Goal of the exercise:
Going through the data below, please show each line containing the string "windshield".

Record excerpts:
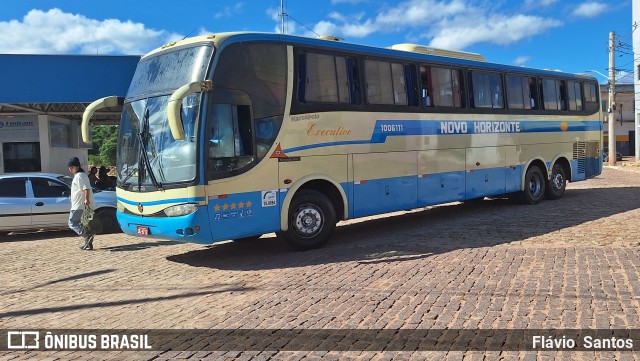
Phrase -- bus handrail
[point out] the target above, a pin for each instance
(106, 102)
(175, 105)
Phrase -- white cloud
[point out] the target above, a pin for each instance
(57, 32)
(534, 3)
(453, 24)
(496, 29)
(229, 11)
(521, 60)
(589, 9)
(335, 2)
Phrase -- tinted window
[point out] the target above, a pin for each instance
(325, 79)
(447, 86)
(259, 70)
(553, 94)
(14, 187)
(386, 83)
(574, 90)
(45, 188)
(521, 92)
(487, 90)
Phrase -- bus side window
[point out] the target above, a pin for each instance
(427, 91)
(533, 92)
(230, 138)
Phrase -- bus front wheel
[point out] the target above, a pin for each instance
(312, 219)
(557, 184)
(534, 186)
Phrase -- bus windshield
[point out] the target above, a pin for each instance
(168, 71)
(148, 156)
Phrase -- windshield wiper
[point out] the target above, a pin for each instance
(123, 183)
(143, 154)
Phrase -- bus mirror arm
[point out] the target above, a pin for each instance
(106, 102)
(174, 108)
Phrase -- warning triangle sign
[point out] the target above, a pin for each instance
(278, 153)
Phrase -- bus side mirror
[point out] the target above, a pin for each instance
(174, 108)
(106, 102)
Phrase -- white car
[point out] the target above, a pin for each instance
(41, 201)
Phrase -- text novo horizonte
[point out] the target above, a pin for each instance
(479, 127)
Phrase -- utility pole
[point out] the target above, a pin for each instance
(282, 16)
(612, 103)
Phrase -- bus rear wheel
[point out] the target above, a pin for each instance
(557, 184)
(312, 219)
(534, 186)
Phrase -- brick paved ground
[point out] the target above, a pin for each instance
(572, 263)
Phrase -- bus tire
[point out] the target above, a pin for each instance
(105, 221)
(312, 219)
(534, 186)
(557, 184)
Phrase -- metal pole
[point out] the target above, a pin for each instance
(282, 16)
(612, 103)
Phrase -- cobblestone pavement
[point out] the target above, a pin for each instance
(571, 263)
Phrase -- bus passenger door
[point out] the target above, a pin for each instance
(243, 180)
(384, 182)
(486, 171)
(441, 174)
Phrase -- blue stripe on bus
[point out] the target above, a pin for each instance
(395, 128)
(162, 201)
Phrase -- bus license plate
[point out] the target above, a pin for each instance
(142, 230)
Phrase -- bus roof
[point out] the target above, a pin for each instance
(405, 51)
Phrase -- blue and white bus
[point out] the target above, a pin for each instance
(234, 135)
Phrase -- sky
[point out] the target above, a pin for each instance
(565, 35)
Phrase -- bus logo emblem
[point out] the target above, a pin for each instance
(269, 199)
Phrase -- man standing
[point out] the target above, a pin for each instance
(81, 198)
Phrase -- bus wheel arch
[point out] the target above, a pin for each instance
(310, 211)
(533, 182)
(557, 182)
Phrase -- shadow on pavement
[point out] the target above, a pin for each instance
(37, 235)
(420, 234)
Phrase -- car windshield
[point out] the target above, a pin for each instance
(65, 179)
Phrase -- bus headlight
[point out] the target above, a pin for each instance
(181, 210)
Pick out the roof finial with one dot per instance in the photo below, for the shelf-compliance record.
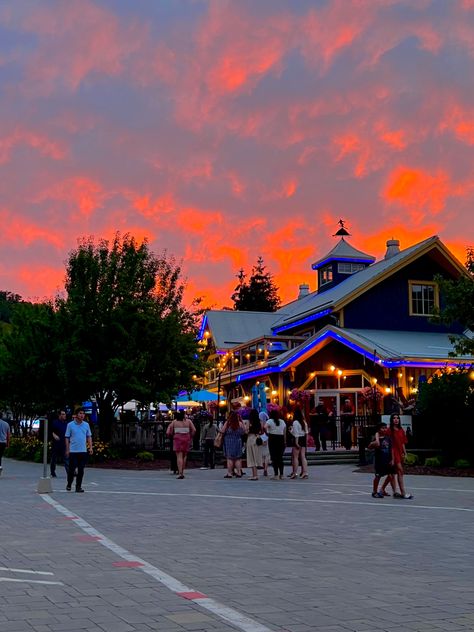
(342, 232)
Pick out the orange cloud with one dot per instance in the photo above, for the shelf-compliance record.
(418, 191)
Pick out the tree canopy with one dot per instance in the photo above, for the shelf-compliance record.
(119, 332)
(259, 293)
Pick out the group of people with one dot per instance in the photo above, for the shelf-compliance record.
(390, 451)
(264, 436)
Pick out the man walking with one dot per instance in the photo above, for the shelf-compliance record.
(58, 443)
(4, 439)
(78, 443)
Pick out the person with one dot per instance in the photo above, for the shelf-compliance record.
(58, 443)
(299, 430)
(233, 431)
(347, 419)
(182, 430)
(208, 436)
(264, 451)
(383, 461)
(78, 439)
(4, 439)
(254, 459)
(399, 441)
(276, 430)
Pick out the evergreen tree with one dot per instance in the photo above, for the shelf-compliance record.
(259, 294)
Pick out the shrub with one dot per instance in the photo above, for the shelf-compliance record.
(462, 463)
(434, 461)
(411, 459)
(145, 456)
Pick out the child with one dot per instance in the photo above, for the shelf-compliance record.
(383, 460)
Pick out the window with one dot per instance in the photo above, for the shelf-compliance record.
(349, 268)
(423, 298)
(325, 275)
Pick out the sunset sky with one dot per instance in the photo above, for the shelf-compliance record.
(224, 130)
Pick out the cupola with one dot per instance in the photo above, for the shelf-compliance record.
(340, 262)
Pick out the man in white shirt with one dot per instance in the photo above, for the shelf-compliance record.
(78, 444)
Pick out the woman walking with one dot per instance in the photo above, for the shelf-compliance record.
(254, 459)
(264, 451)
(233, 431)
(399, 440)
(299, 430)
(275, 428)
(182, 430)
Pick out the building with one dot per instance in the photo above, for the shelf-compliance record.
(365, 335)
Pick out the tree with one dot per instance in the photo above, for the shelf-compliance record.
(259, 294)
(126, 334)
(29, 382)
(459, 304)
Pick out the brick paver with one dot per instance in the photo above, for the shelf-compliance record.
(293, 556)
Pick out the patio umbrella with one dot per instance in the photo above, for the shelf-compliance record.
(255, 397)
(197, 396)
(263, 398)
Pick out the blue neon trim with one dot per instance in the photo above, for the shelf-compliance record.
(307, 319)
(316, 266)
(257, 373)
(203, 327)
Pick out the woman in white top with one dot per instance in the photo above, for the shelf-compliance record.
(299, 430)
(276, 428)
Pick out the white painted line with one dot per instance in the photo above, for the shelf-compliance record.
(30, 581)
(23, 570)
(235, 618)
(370, 503)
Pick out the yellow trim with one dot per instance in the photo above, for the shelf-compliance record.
(433, 243)
(433, 284)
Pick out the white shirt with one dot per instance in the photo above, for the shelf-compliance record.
(297, 429)
(272, 428)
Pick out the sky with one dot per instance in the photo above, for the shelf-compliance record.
(223, 130)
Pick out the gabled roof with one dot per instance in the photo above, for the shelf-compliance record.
(343, 251)
(230, 328)
(385, 347)
(358, 283)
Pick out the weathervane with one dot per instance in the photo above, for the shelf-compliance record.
(342, 232)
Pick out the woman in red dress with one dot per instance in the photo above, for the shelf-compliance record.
(399, 440)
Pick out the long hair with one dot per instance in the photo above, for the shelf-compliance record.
(233, 420)
(254, 422)
(275, 415)
(298, 416)
(392, 425)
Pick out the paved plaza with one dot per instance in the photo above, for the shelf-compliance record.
(142, 551)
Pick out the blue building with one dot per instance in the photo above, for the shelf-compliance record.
(368, 326)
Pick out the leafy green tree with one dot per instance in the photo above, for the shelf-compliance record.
(259, 294)
(446, 409)
(459, 304)
(126, 334)
(29, 382)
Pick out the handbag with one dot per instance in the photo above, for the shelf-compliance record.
(218, 440)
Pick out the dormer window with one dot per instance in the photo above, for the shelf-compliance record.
(325, 275)
(424, 297)
(349, 268)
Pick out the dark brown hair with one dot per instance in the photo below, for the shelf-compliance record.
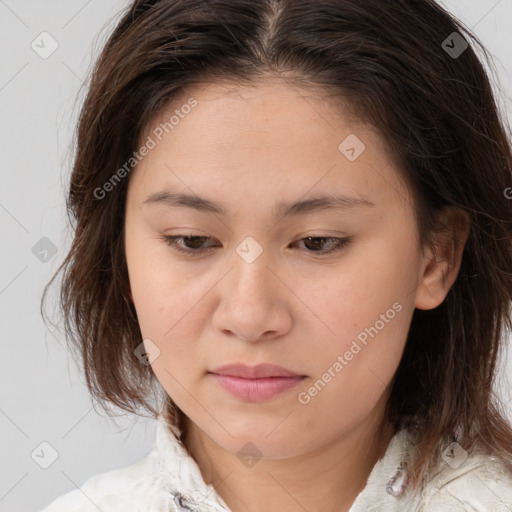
(394, 63)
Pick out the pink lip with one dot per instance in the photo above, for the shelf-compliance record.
(254, 372)
(256, 390)
(257, 383)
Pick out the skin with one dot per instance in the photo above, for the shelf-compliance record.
(249, 148)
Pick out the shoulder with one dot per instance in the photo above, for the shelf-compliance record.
(113, 490)
(479, 483)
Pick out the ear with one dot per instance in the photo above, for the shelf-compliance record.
(442, 259)
(129, 291)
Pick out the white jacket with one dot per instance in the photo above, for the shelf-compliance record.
(168, 479)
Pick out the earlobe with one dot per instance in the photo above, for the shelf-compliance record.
(442, 259)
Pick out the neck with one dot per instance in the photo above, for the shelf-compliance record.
(328, 478)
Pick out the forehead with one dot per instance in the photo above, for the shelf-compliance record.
(263, 140)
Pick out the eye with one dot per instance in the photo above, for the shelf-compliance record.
(193, 243)
(317, 241)
(172, 240)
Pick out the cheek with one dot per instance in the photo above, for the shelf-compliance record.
(362, 315)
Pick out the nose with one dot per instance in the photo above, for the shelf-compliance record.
(254, 304)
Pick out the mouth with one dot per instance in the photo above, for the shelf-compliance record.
(254, 372)
(255, 384)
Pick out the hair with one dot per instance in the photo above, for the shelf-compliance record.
(439, 120)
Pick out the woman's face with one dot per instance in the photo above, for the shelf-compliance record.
(255, 289)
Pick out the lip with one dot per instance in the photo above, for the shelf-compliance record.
(256, 390)
(254, 372)
(257, 383)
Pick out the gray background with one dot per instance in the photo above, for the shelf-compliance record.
(42, 394)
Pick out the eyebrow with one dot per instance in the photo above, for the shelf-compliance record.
(282, 209)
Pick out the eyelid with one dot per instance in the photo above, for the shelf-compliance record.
(171, 241)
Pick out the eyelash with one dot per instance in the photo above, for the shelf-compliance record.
(171, 241)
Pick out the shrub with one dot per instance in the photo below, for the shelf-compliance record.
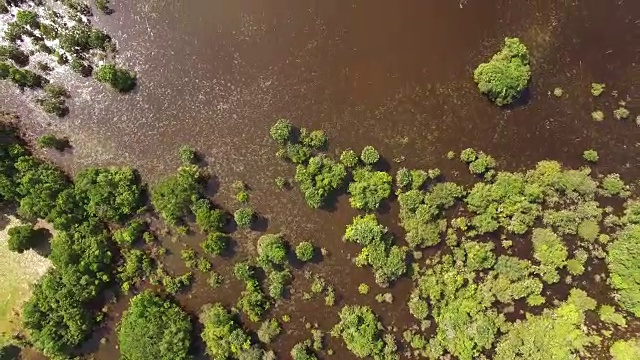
(153, 328)
(319, 178)
(173, 196)
(208, 219)
(597, 89)
(119, 79)
(244, 217)
(623, 253)
(590, 155)
(269, 330)
(315, 139)
(305, 251)
(50, 141)
(369, 189)
(281, 131)
(349, 158)
(597, 115)
(222, 334)
(22, 238)
(215, 243)
(506, 75)
(186, 154)
(272, 249)
(369, 155)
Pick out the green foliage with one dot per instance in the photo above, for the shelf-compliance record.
(551, 252)
(125, 237)
(625, 349)
(120, 79)
(360, 330)
(216, 243)
(22, 238)
(136, 266)
(208, 219)
(269, 330)
(555, 334)
(597, 89)
(369, 189)
(315, 139)
(305, 251)
(110, 194)
(281, 131)
(244, 217)
(506, 75)
(272, 250)
(319, 178)
(153, 328)
(590, 155)
(624, 267)
(609, 315)
(369, 155)
(173, 196)
(186, 154)
(349, 158)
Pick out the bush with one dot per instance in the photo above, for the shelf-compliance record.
(173, 196)
(187, 154)
(305, 251)
(369, 155)
(119, 79)
(315, 139)
(269, 330)
(597, 89)
(369, 189)
(623, 253)
(506, 75)
(153, 328)
(272, 250)
(215, 243)
(349, 158)
(244, 217)
(281, 131)
(22, 238)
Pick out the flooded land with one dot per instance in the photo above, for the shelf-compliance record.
(435, 245)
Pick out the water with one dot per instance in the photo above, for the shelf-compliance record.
(397, 75)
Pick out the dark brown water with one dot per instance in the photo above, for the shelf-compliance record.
(397, 75)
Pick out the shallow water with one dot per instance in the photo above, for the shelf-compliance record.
(397, 75)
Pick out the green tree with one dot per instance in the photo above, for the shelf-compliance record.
(153, 328)
(506, 75)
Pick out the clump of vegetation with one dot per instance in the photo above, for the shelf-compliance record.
(173, 196)
(120, 79)
(621, 113)
(318, 179)
(153, 328)
(506, 75)
(590, 155)
(22, 238)
(305, 251)
(625, 269)
(244, 217)
(597, 89)
(349, 158)
(369, 155)
(359, 328)
(597, 115)
(369, 189)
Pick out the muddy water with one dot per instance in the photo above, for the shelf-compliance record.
(215, 74)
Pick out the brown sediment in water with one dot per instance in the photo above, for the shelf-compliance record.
(215, 74)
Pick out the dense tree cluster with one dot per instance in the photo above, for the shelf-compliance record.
(506, 75)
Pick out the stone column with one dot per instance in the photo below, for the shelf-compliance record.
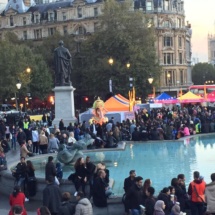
(64, 105)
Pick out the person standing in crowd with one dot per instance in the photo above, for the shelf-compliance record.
(84, 206)
(129, 181)
(61, 125)
(20, 172)
(159, 208)
(67, 207)
(43, 140)
(150, 201)
(52, 196)
(17, 198)
(210, 195)
(24, 151)
(99, 196)
(13, 140)
(21, 136)
(53, 145)
(196, 190)
(81, 174)
(135, 195)
(50, 169)
(35, 140)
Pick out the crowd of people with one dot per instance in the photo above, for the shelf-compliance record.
(33, 138)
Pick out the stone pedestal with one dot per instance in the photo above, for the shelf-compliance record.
(64, 105)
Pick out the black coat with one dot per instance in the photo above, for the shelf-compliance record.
(52, 198)
(67, 208)
(134, 197)
(128, 183)
(50, 170)
(99, 197)
(149, 205)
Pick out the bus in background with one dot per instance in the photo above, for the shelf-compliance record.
(200, 89)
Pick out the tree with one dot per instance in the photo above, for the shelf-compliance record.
(14, 59)
(202, 72)
(123, 35)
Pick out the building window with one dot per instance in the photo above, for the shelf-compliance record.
(149, 6)
(96, 11)
(166, 5)
(178, 22)
(24, 21)
(51, 31)
(11, 21)
(181, 76)
(79, 11)
(180, 58)
(37, 20)
(167, 24)
(179, 42)
(80, 30)
(25, 36)
(65, 30)
(64, 16)
(168, 58)
(51, 17)
(167, 41)
(38, 33)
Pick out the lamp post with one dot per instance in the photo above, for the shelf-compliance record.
(18, 86)
(110, 61)
(150, 80)
(169, 76)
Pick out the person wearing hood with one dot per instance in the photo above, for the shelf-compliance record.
(159, 208)
(84, 206)
(210, 195)
(176, 210)
(196, 190)
(135, 196)
(67, 207)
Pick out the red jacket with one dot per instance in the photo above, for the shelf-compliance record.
(18, 200)
(199, 191)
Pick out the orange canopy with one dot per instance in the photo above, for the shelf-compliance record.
(114, 104)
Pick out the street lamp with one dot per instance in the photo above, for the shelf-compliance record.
(169, 76)
(110, 61)
(18, 86)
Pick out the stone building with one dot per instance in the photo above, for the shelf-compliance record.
(31, 21)
(211, 49)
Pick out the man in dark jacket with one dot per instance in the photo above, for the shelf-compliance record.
(67, 207)
(52, 196)
(99, 197)
(50, 169)
(128, 183)
(135, 195)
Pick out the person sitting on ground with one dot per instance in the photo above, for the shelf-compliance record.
(17, 210)
(84, 206)
(67, 207)
(159, 208)
(17, 198)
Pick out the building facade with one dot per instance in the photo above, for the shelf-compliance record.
(211, 49)
(30, 21)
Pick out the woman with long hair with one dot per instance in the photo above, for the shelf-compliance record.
(17, 198)
(81, 174)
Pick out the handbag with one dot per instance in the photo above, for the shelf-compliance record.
(204, 203)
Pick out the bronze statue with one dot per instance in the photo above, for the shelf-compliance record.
(63, 65)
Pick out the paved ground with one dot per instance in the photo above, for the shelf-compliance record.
(115, 207)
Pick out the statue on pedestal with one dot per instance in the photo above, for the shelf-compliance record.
(63, 65)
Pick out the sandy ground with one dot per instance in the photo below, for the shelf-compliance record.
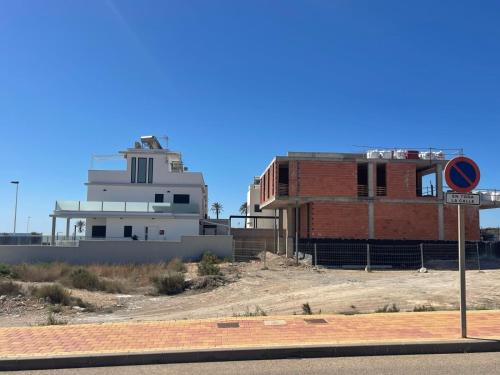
(282, 289)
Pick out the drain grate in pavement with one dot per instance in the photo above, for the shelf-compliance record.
(315, 321)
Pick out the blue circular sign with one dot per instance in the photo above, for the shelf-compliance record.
(462, 174)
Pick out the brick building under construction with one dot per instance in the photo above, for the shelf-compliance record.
(369, 196)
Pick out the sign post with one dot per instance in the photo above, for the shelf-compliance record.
(462, 175)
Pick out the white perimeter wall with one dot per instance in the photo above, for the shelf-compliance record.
(92, 252)
(173, 228)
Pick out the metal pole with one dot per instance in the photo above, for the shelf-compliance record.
(15, 207)
(461, 267)
(315, 255)
(368, 267)
(297, 235)
(477, 253)
(422, 256)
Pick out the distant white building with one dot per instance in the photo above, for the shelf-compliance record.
(253, 208)
(155, 198)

Answer:
Phrase -- bus windshield
Phrase -- windshield wiper
Phrase -- car windshield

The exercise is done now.